* What is required
Gather every line of the items below that contains the string "goggles" and copy each one out in full.

* Data excerpts
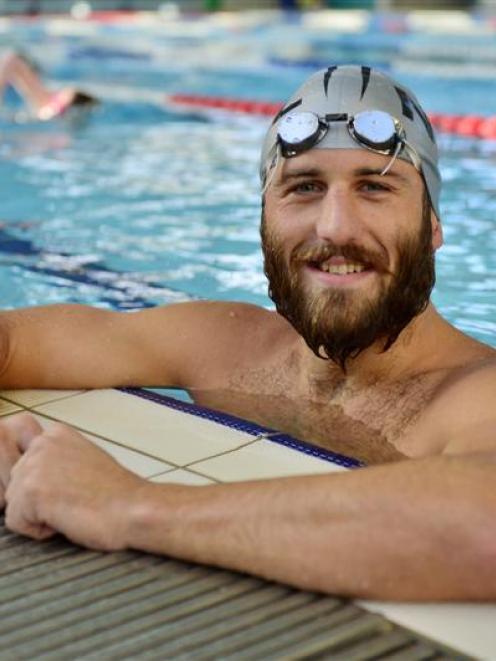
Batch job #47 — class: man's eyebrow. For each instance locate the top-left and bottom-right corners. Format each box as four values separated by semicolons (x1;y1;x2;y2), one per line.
353;168;409;183
280;168;323;183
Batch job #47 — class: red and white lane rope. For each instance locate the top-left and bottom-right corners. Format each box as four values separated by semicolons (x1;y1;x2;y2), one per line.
165;94;496;140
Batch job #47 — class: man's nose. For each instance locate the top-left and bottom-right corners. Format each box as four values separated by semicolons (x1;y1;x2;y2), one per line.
316;188;360;245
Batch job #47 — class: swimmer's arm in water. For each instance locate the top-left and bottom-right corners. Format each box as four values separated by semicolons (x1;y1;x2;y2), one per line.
0;415;496;600
0;301;270;389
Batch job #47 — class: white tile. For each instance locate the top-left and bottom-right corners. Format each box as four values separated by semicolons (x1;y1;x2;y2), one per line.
85;434;174;477
191;440;346;482
358;601;496;661
13;413;175;477
0;390;84;407
36;390;253;466
0;399;22;416
150;469;215;487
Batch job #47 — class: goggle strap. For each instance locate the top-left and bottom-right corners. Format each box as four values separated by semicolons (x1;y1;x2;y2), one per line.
262;142;282;195
381;142;403;177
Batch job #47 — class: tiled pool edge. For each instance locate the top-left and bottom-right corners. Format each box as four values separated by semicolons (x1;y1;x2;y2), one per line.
116;388;365;468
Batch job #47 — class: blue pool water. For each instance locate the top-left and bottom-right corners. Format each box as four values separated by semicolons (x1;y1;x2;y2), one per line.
0;14;496;346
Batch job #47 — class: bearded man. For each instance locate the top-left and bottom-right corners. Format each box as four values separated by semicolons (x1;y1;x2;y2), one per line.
0;66;496;600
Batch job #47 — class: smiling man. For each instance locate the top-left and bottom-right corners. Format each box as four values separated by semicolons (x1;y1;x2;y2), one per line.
0;66;496;600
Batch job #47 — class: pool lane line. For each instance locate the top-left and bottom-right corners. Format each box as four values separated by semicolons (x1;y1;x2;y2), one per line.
120;387;365;468
0;229;192;309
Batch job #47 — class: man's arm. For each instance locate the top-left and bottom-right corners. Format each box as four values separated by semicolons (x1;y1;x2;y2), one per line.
6;418;496;600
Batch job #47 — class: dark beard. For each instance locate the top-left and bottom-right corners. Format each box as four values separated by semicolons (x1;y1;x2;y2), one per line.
261;194;435;371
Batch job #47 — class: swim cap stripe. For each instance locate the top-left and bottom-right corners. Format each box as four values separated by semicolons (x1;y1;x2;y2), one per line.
260;65;441;218
324;67;337;96
360;67;370;101
272;99;303;126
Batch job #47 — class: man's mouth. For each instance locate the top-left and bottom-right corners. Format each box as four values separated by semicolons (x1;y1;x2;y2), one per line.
310;257;367;275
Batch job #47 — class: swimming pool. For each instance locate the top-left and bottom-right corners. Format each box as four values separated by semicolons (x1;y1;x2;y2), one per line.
0;14;496;346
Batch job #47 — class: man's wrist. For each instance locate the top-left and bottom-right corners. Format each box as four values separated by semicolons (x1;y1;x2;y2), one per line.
124;480;190;553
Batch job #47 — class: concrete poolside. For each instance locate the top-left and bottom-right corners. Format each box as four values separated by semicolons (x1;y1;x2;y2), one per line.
0;390;496;659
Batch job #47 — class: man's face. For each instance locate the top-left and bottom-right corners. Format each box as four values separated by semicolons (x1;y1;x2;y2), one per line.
261;149;441;368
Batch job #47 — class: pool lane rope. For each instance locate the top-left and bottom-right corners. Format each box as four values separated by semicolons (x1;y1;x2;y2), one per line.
165;94;496;140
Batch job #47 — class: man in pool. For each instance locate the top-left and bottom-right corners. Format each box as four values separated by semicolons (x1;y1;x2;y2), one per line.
0;66;496;600
0;52;98;121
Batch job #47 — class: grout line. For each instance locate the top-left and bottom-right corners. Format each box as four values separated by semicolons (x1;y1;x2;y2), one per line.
146;460;224;484
26;408;183;470
0;388;90;408
183;434;263;470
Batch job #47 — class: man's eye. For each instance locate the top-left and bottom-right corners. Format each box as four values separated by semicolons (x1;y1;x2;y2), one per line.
360;181;389;193
289;181;322;193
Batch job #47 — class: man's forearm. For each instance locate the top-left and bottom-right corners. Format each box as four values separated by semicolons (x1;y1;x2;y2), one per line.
128;455;496;600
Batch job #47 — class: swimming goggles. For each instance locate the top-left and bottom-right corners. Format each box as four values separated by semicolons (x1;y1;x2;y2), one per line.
278;110;422;175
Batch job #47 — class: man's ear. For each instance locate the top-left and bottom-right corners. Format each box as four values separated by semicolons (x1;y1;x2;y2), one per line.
431;209;444;250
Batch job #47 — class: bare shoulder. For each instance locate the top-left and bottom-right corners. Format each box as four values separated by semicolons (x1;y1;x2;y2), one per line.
134;301;294;389
426;351;496;454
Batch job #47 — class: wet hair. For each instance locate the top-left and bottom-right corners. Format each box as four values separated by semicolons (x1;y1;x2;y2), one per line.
261;189;435;373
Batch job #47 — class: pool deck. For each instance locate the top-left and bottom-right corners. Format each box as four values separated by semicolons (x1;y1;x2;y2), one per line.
0;390;496;659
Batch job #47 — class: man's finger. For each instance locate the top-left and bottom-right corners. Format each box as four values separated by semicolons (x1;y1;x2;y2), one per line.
2;413;43;452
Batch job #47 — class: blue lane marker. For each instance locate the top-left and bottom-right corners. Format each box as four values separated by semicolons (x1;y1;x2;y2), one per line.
0;229;364;468
117;388;365;468
0;229;191;309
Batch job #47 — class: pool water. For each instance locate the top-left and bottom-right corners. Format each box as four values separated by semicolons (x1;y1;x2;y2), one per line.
0;14;496;346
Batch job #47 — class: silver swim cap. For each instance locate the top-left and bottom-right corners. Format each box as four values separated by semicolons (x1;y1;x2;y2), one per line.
260;65;441;218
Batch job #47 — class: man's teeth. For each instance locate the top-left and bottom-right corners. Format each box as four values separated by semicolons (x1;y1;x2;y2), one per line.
319;262;365;275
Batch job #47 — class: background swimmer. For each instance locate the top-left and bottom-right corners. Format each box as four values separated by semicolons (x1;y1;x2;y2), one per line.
0;52;98;121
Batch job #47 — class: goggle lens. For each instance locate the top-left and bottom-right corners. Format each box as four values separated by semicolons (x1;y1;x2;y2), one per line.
278;110;402;158
350;110;397;149
279;112;320;145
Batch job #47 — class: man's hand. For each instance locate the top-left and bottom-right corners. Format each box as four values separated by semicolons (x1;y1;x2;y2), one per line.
4;415;147;551
0;413;43;509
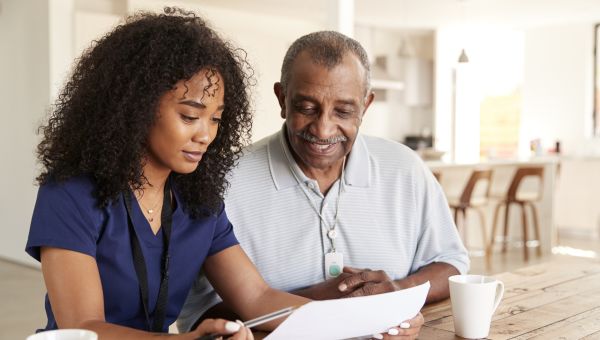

* Result
Batch job #47 — class: swimming goggles. For each instance locate the top-left and bottom-right corners. Format each box as four values separated by semicolons (x1;y1;x2;y2), one per line.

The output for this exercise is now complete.